Goal
Express the items as a Markdown table with columns Row and Line, one row per non-blank line, numbered in order. Begin at the first line of the items and stop after the line that contains "[[600, 293], [440, 354]]", including that line.

Excerpted data
----

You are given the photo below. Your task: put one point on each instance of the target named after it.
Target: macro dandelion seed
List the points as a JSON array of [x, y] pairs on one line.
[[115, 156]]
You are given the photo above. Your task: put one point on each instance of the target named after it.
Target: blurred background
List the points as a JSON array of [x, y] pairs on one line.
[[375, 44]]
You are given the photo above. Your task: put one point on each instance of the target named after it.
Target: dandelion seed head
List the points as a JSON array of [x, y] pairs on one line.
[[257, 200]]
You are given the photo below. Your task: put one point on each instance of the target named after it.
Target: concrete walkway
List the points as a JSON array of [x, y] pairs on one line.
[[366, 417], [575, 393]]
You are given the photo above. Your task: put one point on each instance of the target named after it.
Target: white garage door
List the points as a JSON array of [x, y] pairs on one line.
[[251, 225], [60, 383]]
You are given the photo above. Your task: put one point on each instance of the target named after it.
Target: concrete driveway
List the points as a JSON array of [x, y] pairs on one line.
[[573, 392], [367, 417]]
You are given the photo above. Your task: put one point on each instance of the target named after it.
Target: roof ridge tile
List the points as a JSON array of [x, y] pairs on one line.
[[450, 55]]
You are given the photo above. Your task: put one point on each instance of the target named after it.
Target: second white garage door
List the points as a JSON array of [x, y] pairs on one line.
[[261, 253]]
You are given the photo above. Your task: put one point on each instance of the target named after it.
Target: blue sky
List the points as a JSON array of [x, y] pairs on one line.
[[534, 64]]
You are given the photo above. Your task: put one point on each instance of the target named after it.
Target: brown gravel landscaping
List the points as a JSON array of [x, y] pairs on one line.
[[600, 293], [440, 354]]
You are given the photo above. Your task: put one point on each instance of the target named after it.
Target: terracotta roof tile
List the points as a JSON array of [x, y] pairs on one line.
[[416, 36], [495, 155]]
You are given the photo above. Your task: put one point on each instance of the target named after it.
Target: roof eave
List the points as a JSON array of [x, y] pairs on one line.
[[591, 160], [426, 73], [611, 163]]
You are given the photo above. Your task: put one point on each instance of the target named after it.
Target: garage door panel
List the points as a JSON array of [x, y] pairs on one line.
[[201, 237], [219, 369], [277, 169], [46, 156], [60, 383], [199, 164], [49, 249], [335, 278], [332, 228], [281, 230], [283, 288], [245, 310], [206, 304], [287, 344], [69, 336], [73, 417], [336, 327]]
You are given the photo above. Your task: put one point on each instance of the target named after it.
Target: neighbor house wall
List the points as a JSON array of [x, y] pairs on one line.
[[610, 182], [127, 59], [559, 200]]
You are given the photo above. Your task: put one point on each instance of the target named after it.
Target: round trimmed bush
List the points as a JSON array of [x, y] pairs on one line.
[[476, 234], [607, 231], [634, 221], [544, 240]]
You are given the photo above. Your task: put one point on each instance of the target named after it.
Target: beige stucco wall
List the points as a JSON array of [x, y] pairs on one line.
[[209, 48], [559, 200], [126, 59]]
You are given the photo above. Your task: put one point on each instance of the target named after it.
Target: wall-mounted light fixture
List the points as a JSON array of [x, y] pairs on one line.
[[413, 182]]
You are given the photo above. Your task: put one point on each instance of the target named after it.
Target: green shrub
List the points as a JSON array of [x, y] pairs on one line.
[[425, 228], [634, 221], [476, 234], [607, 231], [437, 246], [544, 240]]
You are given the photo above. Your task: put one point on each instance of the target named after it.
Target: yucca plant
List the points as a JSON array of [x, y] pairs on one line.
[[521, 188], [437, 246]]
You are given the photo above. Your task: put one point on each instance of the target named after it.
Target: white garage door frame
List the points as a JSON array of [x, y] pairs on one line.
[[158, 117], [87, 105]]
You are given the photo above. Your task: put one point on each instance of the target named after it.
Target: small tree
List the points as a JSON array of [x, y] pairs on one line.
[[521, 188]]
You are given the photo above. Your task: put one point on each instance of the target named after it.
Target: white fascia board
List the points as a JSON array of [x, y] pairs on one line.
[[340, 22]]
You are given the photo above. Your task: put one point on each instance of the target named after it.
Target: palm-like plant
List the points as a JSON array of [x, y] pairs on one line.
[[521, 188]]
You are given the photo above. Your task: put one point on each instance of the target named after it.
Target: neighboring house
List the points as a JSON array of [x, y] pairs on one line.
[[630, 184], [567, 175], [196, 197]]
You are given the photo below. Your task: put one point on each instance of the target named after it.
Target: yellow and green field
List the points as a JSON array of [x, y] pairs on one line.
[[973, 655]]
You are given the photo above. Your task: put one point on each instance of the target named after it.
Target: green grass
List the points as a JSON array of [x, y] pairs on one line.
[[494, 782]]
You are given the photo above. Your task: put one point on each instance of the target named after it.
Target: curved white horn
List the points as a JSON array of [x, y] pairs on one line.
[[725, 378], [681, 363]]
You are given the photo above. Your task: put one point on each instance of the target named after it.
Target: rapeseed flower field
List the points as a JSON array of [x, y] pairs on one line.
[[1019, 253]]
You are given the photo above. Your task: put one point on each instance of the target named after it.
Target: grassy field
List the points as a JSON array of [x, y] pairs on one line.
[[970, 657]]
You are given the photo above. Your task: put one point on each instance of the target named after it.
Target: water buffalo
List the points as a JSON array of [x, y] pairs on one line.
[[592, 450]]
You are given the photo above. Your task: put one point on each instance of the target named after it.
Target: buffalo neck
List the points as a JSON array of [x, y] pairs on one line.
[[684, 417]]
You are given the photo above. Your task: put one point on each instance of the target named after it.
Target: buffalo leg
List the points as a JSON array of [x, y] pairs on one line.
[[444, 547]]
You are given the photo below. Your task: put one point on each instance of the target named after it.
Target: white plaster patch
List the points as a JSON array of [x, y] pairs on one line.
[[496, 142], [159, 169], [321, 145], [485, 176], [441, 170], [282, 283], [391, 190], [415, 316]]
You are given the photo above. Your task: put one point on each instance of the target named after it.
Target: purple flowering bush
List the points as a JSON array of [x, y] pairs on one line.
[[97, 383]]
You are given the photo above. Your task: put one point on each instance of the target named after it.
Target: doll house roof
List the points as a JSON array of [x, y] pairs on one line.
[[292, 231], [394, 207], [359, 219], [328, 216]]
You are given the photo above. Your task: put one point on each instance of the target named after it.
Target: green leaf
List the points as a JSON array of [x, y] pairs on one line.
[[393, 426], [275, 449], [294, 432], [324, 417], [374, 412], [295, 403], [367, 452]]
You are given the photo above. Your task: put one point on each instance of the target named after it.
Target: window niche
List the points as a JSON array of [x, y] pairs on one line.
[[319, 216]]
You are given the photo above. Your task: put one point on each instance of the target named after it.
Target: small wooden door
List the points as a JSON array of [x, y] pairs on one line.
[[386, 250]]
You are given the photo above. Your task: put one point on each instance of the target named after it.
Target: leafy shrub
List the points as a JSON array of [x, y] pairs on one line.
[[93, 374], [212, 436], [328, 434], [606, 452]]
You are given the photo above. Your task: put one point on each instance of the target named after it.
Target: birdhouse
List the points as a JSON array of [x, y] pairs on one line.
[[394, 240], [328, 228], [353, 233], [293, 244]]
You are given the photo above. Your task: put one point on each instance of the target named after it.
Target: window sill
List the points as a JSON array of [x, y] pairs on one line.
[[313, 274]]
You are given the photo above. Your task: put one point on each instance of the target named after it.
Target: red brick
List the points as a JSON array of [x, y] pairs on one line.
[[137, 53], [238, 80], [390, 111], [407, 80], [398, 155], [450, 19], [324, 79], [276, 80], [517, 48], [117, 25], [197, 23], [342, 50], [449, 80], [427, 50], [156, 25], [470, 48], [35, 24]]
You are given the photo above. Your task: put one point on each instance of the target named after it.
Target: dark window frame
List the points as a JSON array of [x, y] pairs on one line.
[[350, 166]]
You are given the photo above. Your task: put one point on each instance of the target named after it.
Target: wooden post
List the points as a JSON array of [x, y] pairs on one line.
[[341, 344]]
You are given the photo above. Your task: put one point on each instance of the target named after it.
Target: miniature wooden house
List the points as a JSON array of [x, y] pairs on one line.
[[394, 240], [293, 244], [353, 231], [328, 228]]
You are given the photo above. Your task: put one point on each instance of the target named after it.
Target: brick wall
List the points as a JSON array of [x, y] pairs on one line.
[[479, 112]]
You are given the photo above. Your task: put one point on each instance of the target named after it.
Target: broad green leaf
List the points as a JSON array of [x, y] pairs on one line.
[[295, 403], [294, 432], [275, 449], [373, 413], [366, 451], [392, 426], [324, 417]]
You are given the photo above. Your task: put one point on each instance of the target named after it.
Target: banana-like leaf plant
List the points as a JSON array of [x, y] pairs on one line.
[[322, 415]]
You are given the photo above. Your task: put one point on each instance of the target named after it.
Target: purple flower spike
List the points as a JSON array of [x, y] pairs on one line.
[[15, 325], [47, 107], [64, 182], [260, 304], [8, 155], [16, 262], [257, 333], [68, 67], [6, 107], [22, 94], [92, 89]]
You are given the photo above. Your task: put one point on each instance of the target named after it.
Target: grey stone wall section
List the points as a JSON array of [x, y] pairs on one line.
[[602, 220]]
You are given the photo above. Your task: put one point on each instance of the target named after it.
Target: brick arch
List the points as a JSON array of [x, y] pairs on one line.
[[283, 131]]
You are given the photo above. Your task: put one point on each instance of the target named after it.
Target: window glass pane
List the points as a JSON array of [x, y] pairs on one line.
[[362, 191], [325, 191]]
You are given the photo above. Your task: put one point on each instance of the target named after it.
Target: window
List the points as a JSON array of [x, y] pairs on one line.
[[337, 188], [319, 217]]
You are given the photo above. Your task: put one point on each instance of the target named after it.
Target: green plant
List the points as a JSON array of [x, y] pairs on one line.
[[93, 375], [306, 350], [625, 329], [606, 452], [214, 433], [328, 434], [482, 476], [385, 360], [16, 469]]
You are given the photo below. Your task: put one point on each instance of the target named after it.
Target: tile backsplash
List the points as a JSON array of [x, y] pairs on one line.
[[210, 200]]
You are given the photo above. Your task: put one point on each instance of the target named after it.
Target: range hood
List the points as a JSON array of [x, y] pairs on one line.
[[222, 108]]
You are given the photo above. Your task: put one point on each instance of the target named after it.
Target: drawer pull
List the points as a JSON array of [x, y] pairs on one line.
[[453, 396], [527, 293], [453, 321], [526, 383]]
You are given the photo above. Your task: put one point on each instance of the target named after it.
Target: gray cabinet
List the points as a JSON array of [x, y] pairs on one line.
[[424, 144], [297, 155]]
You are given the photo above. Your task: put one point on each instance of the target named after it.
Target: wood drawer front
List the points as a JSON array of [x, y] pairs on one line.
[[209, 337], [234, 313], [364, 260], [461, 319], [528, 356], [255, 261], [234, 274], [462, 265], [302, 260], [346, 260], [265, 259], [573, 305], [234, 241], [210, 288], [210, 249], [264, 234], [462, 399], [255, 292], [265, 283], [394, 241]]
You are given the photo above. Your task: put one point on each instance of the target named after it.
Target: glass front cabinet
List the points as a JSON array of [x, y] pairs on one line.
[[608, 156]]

----

Solution for this problem
| Row | Line |
|---|---|
| 1 | You are given the photo below. Your task: put one point on each instance of the target named after it. |
| 2 | Target: macro dandelion seed |
| 3 | List the points as a JSON array of [x, y] pairs on one line. |
| 4 | [[115, 156]] |
| 5 | You are given the photo above. Your task: put one point on each instance of the target named after it. |
| 6 | Target: blurred background |
| 7 | List the points as a JSON array of [x, y] pairs on one line. |
| 8 | [[375, 44]] |
| 9 | You are given the photo above. Your task: put one point on each instance of the target named after it. |
| 10 | Target: dandelion seed head |
| 11 | List the points as a JSON array of [x, y] pairs on one line. |
| 12 | [[257, 200]] |
| 13 | You are given the photo below. Your task: put one point on each instance of the target named after it. |
| 14 | Target: concrete walkway |
| 15 | List the points as a JSON array of [x, y] pairs on one line. |
| 16 | [[366, 417], [575, 393]] |
| 17 | You are given the photo above. Your task: put one point on each instance of the target named after it. |
| 18 | Target: white garage door |
| 19 | List the points as a JSON array of [x, y] pairs on one line. |
| 20 | [[251, 225], [60, 383]] |
| 21 | You are given the photo above. Your task: put one point on each instance of the target named after it. |
| 22 | Target: concrete driveway |
| 23 | List the points as a JSON array of [x, y] pairs on one line. |
| 24 | [[573, 392], [367, 417]] |
| 25 | You are given the photo above. Your task: put one point on each instance of the target named after it. |
| 26 | Target: roof ridge tile |
| 27 | List the points as a JSON array of [x, y] pairs on one line. |
| 28 | [[450, 55]] |
| 29 | You are given the photo above. Your task: put one point on each instance of the target named after it. |
| 30 | Target: second white garage door |
| 31 | List the points as a JSON array of [x, y] pairs on one line. |
| 32 | [[261, 253]] |
| 33 | You are given the photo above. Your task: put one point on each instance of the target named after it. |
| 34 | Target: blue sky |
| 35 | List the points as a JSON array of [x, y] pairs on one line. |
| 36 | [[534, 64]] |
| 37 | You are given the photo above. Your task: put one point on each instance of the target named after it. |
| 38 | Target: brown gravel landscaping |
| 39 | List the points as a JSON array of [x, y] pairs on one line. |
| 40 | [[600, 293], [440, 354]] |